**Problem**. Which of the lines below contain the word "cabinet"? Return each of those lines verbatim.

Dataset records about object locations:

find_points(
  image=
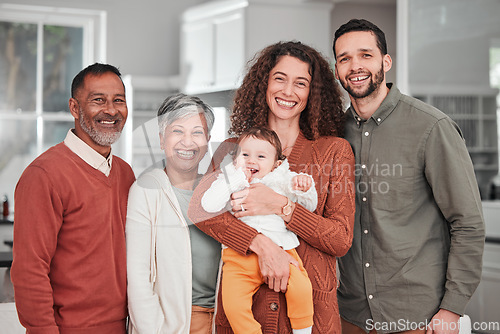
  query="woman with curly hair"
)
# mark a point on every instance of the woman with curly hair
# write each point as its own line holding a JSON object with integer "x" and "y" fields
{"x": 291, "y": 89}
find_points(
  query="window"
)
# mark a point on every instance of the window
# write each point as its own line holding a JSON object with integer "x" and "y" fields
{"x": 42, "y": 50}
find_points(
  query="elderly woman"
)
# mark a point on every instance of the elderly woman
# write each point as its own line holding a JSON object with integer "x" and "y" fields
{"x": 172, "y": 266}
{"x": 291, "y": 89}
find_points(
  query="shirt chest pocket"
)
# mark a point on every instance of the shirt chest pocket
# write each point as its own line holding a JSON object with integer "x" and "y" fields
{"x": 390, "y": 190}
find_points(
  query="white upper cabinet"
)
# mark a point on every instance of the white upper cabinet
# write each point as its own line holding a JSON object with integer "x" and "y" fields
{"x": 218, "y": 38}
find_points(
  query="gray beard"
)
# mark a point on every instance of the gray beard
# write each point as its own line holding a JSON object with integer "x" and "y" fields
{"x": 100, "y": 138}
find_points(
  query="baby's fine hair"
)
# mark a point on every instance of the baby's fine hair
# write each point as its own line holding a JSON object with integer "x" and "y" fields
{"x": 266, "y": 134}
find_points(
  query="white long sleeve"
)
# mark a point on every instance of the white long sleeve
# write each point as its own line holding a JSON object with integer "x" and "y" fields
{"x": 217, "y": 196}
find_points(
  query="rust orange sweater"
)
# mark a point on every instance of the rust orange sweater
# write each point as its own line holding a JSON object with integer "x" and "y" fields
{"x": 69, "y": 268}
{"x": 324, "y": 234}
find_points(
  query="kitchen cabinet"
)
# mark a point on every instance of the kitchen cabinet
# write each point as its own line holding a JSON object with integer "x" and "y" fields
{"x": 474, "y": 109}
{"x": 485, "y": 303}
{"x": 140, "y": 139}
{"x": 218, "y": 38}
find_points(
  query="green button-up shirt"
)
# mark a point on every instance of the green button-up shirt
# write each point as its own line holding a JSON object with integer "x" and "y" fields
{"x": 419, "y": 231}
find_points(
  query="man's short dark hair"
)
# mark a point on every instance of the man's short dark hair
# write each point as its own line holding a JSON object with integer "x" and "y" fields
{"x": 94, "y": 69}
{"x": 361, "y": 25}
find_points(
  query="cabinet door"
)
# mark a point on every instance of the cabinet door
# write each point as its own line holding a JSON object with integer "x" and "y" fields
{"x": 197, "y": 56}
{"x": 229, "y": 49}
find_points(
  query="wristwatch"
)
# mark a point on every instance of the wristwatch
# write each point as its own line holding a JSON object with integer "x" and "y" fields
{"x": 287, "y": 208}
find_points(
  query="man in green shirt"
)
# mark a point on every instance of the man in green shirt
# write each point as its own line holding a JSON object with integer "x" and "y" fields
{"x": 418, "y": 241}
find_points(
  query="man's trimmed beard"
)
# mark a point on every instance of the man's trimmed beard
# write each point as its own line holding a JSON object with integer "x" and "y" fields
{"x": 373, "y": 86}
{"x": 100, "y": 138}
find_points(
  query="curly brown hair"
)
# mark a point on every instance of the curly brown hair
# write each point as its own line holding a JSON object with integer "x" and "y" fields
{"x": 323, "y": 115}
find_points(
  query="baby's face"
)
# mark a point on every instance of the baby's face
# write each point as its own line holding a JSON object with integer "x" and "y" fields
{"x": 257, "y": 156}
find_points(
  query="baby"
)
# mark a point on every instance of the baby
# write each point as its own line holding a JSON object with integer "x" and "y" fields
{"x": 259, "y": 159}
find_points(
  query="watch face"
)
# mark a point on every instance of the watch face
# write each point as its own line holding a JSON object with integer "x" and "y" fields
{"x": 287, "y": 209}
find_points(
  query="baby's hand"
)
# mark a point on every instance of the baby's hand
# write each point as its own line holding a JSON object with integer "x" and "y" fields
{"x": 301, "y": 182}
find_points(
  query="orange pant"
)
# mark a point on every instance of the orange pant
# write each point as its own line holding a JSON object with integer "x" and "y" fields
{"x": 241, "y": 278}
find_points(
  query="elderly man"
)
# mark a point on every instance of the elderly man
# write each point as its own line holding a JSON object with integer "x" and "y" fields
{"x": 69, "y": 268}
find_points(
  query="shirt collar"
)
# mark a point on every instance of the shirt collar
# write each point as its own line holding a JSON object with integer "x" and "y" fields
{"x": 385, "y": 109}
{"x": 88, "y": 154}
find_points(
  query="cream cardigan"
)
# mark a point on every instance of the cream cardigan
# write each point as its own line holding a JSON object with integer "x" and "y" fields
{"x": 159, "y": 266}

**The response**.
  query="white upper cabinet"
# mark a point on every instance of the white upper cabinet
  query="kitchen cabinet"
# mark a point on every instance of the kitchen cabinet
  query="cabinet door"
# mark a point on every instance of the cabinet door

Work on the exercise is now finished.